EXERCISE INPUTS:
┄┄┄┄┄┄
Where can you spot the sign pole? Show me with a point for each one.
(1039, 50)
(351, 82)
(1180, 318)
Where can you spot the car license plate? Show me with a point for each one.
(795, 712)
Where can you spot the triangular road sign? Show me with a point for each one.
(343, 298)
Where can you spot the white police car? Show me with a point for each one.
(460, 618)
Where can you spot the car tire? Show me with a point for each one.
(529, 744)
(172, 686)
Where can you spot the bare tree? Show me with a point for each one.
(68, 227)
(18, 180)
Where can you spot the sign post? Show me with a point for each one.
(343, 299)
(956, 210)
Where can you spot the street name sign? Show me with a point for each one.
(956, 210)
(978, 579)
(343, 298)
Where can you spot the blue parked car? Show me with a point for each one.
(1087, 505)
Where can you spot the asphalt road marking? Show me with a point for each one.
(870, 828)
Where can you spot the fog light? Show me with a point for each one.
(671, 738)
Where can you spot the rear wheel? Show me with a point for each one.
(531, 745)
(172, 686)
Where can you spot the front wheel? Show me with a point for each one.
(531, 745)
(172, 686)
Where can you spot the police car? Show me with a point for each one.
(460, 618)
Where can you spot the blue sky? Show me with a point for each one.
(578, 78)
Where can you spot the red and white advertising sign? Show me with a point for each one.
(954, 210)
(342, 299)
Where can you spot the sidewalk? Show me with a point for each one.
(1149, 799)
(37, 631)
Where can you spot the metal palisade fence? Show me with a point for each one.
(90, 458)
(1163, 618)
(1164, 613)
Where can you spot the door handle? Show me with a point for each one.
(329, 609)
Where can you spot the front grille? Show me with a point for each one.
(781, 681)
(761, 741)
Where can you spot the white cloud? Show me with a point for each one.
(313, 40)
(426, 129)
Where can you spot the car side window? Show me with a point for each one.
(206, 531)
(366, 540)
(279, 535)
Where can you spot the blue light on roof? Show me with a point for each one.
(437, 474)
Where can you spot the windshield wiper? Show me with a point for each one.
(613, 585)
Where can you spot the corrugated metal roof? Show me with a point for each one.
┄┄┄┄┄┄
TASK TO COMPLETE:
Repeat each record exactly. Omit nothing.

WRITTEN SOLUTION:
Where can you spot the sign pole? Show me with a point for each one.
(1039, 50)
(351, 82)
(1180, 318)
Where can you spot the car license plate? Show me with a point for each one.
(795, 712)
Where can you spot the triangular road sign? Show me with a point for each one.
(343, 298)
Where can you spot the white police car? Show me with a point for each one.
(460, 618)
Where can you spot the car tire? Show me with a point for each one.
(529, 744)
(172, 686)
Where can you spot the bare tree? Show me with a point for each one.
(68, 227)
(18, 180)
Where can you spot the sign post? Show me with a point for each one.
(343, 299)
(956, 210)
Where can you spot the street name sign? Show me with a point for each one.
(956, 210)
(978, 579)
(343, 298)
Where can you spot the blue parked car? Show me with a point for each one.
(1087, 505)
Where can you spot the asphalt road marking? Show me with a point for each one.
(870, 828)
Where can you spot the fog light? Show me with a point for each one.
(671, 738)
Where can you spot the rear wheel? Show me with a point for each one.
(531, 745)
(172, 686)
Where can you spot the front wheel? Show me with a point for each one.
(531, 745)
(172, 686)
Where can you spot the police car? Show me with a point for each one.
(460, 618)
Where can you spot the blue sky? Show me with a point for each one.
(578, 78)
Where can you spot the red and white advertising sign? Show me with a point for each one.
(954, 210)
(342, 299)
Where can you spot the sidewalk? Show me with a point for each one.
(1149, 799)
(37, 631)
Where can you spot the metal palisade fence? Show me with a point for each one.
(90, 458)
(1163, 618)
(1164, 613)
Where can you spot the door handle? Show me with a point for each one.
(329, 609)
Where can you spot the front grille? Show me with a point for each one.
(781, 681)
(761, 741)
Where can you spot the white cloud? Show me with a point for each one.
(313, 40)
(426, 129)
Where can you spot the car side window? Show me with a point for each one.
(206, 531)
(366, 540)
(279, 535)
Where can you spot the blue light on roof? Show me with a point for each one.
(437, 474)
Where can you spot the windshield wiper? Show me with a point for each one.
(613, 585)
Where can you spot the corrugated metal roof? Show me with a point for each one.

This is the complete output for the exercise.